Quoted passage:

────

I hear the voice from the row behind me. It’s two scrawny white teenagers in pastel colorblocked tees. My plus-1 and I flash our neon green wristbands. As we settle into our seats in the GW auditorium, we overhear the teenagers chatter with a dude in a towering Vivienne Westwood hat straight out of Pharrell’s 2014 wardrobe.

“How do y’all know Kanye?” he asks.

“We work for him,” the teens reply.

Pharrell-hat guy mumbles something about being in real estate, then starts probing them about what they do.

“I’m an assistant editor on the IMAX movie,” one of them says. His first Kanye album was Graduation.

The other: “I was accepted for his internship. I helped shoot too.” He’d never heard a Kanye album before being hired.

The two teens go to high school together in Cody, Wyoming. Last week, after they got out of their afterschool clubs, they went to Kanye’s studio to kid-test music that’s presumably on his new album we’re about to hear, Jesus Is King.

────

Raw records:

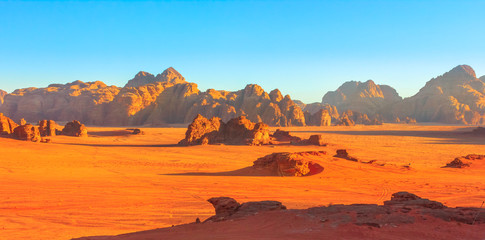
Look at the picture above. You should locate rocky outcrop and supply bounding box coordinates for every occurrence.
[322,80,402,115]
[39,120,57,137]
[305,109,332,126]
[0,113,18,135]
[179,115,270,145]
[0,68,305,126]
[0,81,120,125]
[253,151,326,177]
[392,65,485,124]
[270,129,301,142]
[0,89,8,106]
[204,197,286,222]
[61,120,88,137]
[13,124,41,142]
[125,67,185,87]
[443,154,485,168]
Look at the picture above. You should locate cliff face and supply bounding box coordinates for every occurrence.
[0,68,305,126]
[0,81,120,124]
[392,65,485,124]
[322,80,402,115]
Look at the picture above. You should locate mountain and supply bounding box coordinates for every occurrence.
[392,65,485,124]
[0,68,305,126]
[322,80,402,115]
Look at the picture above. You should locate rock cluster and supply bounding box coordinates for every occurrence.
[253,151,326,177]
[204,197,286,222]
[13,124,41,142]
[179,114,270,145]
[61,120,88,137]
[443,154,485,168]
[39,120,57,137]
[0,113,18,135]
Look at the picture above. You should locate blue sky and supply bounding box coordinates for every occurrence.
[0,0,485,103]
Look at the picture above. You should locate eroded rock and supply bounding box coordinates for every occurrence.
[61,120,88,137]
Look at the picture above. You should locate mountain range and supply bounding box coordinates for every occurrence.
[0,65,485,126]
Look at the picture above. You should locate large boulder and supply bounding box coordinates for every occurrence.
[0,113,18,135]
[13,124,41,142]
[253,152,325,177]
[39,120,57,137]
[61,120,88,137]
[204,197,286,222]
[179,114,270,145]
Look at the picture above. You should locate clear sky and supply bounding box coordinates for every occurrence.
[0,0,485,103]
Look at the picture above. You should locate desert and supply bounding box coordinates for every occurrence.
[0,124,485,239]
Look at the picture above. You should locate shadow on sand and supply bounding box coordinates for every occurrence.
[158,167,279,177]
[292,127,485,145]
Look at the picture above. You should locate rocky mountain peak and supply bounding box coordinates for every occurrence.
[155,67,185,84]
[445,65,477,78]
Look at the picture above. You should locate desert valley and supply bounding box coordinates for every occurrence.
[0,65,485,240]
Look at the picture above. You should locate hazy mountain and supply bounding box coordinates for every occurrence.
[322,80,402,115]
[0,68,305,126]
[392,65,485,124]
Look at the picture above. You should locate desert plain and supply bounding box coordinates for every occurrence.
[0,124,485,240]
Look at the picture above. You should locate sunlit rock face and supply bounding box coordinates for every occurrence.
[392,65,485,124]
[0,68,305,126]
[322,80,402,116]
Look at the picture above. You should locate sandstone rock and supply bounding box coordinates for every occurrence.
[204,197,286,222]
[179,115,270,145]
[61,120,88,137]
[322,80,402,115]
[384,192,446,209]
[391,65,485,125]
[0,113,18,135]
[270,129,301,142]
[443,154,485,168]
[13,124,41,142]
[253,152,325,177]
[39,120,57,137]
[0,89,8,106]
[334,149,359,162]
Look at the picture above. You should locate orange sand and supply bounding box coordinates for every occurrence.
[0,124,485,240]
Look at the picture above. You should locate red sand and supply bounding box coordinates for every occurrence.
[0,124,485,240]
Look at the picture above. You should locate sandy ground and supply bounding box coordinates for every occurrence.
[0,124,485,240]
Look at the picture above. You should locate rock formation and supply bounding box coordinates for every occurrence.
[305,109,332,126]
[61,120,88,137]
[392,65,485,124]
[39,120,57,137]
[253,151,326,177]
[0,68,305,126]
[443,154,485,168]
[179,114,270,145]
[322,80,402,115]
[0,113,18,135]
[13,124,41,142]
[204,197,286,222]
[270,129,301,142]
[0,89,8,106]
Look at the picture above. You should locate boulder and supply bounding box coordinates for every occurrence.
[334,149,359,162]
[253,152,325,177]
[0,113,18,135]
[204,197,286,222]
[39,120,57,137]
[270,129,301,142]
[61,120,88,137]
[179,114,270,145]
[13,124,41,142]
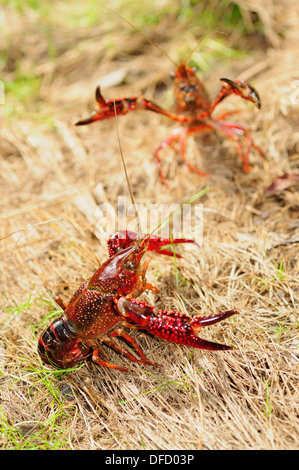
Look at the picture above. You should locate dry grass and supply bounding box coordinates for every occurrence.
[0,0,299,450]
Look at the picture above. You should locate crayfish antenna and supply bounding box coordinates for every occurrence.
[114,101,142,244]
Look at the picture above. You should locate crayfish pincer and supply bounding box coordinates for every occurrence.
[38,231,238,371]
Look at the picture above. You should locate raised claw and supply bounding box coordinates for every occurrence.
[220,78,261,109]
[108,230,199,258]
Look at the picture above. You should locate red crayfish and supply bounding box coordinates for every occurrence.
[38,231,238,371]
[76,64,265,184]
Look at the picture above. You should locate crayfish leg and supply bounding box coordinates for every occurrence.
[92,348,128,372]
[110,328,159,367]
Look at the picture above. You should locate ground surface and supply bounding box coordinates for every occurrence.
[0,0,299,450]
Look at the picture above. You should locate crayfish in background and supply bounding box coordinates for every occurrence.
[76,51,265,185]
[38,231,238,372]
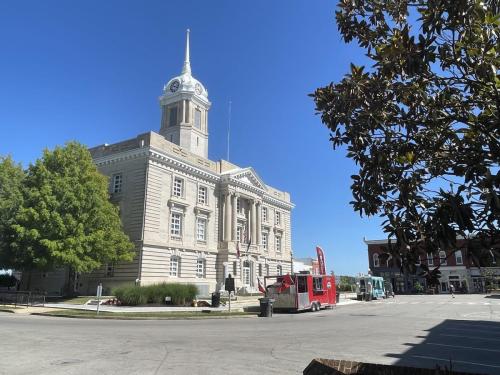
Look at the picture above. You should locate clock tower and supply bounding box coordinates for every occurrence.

────

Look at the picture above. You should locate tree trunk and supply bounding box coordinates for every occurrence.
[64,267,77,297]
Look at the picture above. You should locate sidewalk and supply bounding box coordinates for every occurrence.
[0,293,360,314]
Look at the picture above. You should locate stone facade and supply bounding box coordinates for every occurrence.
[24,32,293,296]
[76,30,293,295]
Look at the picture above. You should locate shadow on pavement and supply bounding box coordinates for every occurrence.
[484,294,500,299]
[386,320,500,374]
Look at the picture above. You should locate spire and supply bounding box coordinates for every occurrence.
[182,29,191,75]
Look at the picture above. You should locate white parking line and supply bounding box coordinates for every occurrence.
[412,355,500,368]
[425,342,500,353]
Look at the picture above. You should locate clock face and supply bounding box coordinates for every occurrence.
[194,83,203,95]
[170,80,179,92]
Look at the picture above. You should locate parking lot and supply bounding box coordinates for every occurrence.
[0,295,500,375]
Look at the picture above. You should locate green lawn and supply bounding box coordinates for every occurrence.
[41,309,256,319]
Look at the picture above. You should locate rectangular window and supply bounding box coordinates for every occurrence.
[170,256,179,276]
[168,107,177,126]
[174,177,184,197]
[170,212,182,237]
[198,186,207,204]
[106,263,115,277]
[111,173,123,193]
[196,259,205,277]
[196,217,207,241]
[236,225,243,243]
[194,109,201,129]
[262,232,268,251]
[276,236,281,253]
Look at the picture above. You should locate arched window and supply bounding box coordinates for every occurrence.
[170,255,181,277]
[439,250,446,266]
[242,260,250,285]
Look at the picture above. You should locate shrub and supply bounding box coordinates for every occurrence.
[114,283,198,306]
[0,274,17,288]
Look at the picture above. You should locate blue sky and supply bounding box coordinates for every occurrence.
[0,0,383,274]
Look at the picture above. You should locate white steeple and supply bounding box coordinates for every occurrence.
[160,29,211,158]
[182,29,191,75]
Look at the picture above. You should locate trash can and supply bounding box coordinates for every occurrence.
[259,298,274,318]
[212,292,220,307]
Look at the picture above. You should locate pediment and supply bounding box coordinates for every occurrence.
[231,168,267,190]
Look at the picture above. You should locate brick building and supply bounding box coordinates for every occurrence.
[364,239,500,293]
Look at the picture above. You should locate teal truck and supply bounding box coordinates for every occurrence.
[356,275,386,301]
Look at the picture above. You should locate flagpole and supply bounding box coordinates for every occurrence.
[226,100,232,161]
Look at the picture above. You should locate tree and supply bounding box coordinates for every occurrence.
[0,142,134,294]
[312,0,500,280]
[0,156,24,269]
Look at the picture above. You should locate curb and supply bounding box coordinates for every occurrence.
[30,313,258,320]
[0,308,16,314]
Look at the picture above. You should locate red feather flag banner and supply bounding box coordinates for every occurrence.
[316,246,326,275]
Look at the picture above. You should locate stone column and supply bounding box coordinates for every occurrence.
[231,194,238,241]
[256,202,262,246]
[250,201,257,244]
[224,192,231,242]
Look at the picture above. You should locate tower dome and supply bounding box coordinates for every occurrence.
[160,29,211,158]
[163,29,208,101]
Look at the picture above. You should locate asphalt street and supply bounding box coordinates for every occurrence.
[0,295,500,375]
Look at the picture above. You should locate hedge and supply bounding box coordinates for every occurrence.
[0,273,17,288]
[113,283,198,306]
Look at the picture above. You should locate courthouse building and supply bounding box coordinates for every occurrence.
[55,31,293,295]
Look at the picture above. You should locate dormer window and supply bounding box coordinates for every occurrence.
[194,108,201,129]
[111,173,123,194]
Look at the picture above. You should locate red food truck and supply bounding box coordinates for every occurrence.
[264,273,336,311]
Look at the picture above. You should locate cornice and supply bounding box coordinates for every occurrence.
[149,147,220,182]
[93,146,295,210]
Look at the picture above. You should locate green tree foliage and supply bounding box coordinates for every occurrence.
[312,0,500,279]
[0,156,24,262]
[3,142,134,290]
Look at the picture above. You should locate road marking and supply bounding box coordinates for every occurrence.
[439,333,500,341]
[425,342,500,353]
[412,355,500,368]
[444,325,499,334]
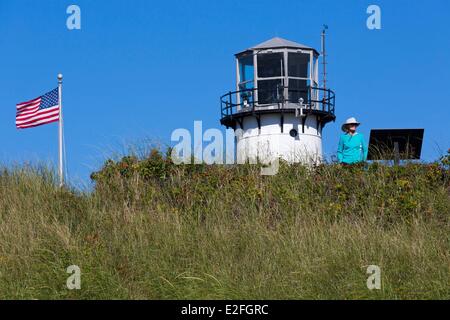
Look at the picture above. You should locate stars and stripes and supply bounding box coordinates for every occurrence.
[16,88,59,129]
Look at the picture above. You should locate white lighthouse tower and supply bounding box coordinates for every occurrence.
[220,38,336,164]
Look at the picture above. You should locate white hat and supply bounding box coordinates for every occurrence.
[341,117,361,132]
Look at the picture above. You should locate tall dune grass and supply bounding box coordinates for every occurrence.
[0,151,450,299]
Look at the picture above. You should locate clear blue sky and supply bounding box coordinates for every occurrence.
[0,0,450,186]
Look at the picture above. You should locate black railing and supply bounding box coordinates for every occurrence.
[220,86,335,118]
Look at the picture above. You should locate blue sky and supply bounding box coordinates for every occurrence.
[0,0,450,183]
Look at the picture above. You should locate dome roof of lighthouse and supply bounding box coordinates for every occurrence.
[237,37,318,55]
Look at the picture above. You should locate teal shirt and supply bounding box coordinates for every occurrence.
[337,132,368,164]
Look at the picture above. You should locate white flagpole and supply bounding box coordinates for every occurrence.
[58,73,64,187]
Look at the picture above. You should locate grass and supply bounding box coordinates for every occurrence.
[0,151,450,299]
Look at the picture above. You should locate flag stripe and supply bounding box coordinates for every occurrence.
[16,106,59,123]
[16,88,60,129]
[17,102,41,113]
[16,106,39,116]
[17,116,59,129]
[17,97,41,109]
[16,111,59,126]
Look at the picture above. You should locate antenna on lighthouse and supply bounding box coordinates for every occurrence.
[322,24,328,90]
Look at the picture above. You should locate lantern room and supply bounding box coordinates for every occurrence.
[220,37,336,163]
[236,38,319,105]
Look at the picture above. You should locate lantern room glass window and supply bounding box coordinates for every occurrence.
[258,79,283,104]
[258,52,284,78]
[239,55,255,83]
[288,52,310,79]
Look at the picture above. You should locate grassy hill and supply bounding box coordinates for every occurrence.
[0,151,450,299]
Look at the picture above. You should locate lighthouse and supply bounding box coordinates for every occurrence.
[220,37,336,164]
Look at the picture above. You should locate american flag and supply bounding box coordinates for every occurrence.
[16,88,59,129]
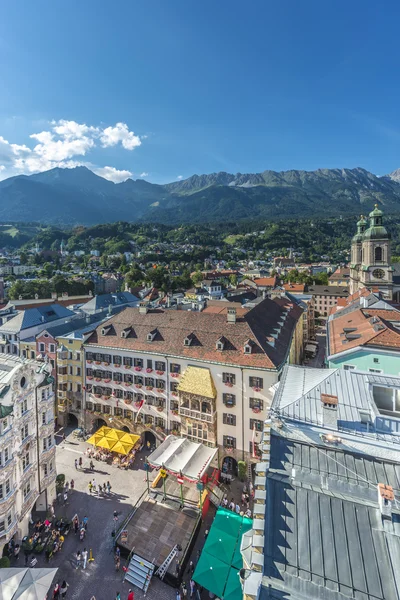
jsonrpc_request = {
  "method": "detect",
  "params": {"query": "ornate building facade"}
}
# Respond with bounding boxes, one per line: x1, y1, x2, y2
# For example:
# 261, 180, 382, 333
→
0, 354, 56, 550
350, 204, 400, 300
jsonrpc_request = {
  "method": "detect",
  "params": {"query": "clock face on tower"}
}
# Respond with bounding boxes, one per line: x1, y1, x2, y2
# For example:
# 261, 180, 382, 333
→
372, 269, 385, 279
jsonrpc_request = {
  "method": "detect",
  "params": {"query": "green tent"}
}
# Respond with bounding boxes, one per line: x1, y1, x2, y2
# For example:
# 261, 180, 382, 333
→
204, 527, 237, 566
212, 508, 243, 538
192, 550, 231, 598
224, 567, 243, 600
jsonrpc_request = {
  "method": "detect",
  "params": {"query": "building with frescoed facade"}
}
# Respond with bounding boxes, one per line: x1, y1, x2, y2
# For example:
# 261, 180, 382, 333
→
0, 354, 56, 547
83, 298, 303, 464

────

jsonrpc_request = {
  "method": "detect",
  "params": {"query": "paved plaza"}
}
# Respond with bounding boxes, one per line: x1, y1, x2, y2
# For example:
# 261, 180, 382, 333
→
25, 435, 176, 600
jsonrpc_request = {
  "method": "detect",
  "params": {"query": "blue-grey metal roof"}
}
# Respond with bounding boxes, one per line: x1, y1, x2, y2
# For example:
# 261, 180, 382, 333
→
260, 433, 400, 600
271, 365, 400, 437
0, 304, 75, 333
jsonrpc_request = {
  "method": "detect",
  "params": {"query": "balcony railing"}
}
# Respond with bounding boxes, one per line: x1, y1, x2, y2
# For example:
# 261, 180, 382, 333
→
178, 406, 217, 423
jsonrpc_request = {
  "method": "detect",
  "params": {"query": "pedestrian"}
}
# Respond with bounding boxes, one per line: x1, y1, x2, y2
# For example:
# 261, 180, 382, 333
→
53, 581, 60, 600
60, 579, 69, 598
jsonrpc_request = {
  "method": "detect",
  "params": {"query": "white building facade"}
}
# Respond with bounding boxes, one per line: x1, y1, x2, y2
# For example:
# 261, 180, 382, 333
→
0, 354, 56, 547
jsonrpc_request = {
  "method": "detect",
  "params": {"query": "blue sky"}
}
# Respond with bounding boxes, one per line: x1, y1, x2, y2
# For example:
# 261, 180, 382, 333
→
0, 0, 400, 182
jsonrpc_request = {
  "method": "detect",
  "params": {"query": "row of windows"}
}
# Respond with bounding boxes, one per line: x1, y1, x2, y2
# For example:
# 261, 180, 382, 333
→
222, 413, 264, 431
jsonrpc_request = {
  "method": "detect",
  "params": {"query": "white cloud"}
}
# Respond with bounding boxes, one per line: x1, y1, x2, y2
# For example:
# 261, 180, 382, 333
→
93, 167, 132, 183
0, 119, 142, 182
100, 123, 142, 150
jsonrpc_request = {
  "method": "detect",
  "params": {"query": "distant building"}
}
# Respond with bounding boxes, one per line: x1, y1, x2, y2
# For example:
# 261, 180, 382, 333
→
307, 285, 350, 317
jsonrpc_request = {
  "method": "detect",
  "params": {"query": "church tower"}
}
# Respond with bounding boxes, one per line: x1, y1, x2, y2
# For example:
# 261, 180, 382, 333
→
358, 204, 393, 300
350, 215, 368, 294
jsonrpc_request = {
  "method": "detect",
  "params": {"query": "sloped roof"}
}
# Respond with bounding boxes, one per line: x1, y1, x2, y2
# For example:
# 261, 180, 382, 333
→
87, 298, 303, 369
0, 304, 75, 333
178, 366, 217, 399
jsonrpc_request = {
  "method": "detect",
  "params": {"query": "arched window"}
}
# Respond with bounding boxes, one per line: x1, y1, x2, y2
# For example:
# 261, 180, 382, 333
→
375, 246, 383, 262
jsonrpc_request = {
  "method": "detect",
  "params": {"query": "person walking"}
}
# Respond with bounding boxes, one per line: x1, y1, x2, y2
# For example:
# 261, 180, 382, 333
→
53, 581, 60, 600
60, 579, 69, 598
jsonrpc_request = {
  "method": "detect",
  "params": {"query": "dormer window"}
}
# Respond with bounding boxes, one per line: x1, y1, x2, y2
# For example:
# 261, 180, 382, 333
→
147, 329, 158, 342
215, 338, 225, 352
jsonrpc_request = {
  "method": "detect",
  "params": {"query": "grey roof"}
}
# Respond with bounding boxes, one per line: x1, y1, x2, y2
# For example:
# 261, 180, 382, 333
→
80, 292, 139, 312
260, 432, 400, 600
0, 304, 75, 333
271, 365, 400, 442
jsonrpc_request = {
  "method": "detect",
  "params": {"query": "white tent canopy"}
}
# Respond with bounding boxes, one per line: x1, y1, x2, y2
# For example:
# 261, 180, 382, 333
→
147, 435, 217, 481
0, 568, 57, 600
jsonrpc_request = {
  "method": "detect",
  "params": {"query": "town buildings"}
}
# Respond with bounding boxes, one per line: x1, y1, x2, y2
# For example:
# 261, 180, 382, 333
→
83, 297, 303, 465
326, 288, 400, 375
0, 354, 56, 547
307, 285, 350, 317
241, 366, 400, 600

────

Tasks to carry out:
• A. Determine whether each of the following statements agrees with the auditorium passage, answering yes or no and quoting the deciding words of the passage exactly: (i) the two teenagers attend high school together in Cody, Wyoming; (ii) the teenager who is an assistant editor had never heard a Kanye album before being hired; (iii) the man in the towering hat mentions being in real estate.
• B. Update the rows between the line holding "Look at the picture above. You should locate rocky outcrop" and the line holding "[0,65,485,126]", inclusive, replacing "cliff face" with "rock face" and leaving everything else unchanged. Return only those lines.

Expected answers:
• A.
(i) Yes: "The two teens go to high school together in Cody, Wyoming."
(ii) No: "His first Kanye album was Graduation."
(iii) Yes: "Pharrell-hat guy mumbles something about being in real estate"

• B.
Look at the picture above. You should locate rocky outcrop and supply bounding box coordinates for every occurrence.
[322,80,402,115]
[39,120,57,137]
[305,109,332,126]
[0,113,18,135]
[179,115,270,145]
[0,68,305,126]
[0,81,120,125]
[253,151,326,177]
[392,65,485,124]
[270,129,301,142]
[0,89,8,106]
[204,197,286,222]
[61,120,88,137]
[13,124,41,142]
[125,67,185,87]
[443,154,485,168]
Look at the picture above. You should locate rock face and supply bounding box coordinates for every occurrence.
[0,68,305,126]
[0,81,120,124]
[392,65,485,124]
[322,80,402,115]
Look at the picture above. You should locate mountain and supply bounding box coordinates for every occurrence.
[392,65,485,124]
[0,68,305,126]
[322,80,402,115]
Look at the picture above. You should locate rock cluster and supply bounding box coordinates for every occurrence.
[253,151,326,177]
[204,197,286,222]
[13,124,41,142]
[179,114,270,145]
[61,120,88,137]
[443,154,485,168]
[39,120,57,137]
[0,113,18,135]
Look at the picture above. You should locate blue sky and supply bounding box coordinates for every occurrence.
[0,0,485,103]
Look at the picture above. You should locate eroded rock and supply bounding box coordinates for every occurrence.
[61,120,88,137]
Look at the picture above. You should locate mountain range and supply bounding box coordinates for every occurrence.
[0,65,485,126]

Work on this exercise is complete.